• _EXERCISE_
The entries below need to be written out exactly, with no pictures included.

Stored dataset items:
^^^^

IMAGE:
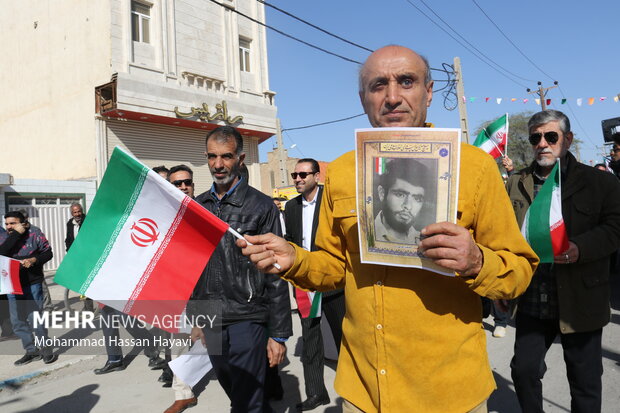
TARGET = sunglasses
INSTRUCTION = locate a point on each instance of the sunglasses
(551, 137)
(187, 182)
(302, 175)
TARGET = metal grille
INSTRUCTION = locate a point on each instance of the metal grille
(168, 145)
(51, 215)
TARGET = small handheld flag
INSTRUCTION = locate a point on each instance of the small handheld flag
(543, 226)
(494, 138)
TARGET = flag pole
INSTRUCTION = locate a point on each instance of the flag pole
(507, 130)
(239, 236)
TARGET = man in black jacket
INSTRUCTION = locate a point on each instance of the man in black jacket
(255, 307)
(302, 218)
(74, 224)
(33, 250)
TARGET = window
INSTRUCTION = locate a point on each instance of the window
(140, 20)
(244, 55)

^^^^

• _EXPECTED OUTPUT_
IMAGE:
TARGET = sunglasses
INSTRUCTION = locate a point on each instance of the sunglasses
(551, 137)
(187, 182)
(302, 175)
TARGET = metal grille
INSTRUCTION = locate a point on each instance of the metal grille
(168, 145)
(51, 215)
TARGET = small handheld flag
INSTRUCTION = locate a point on each instance of the small handheld flag
(543, 226)
(494, 138)
TARGET = flag pole
INSTRUCTION = locate a point on each instance of the flag pole
(507, 130)
(239, 236)
TARGET = man in black jacket
INSTRUCTION = locate a point on each instance of the man in black jacket
(255, 307)
(302, 218)
(74, 224)
(33, 250)
TARGET = window
INSTRUCTION = locate a point on each instance of the window
(140, 20)
(244, 55)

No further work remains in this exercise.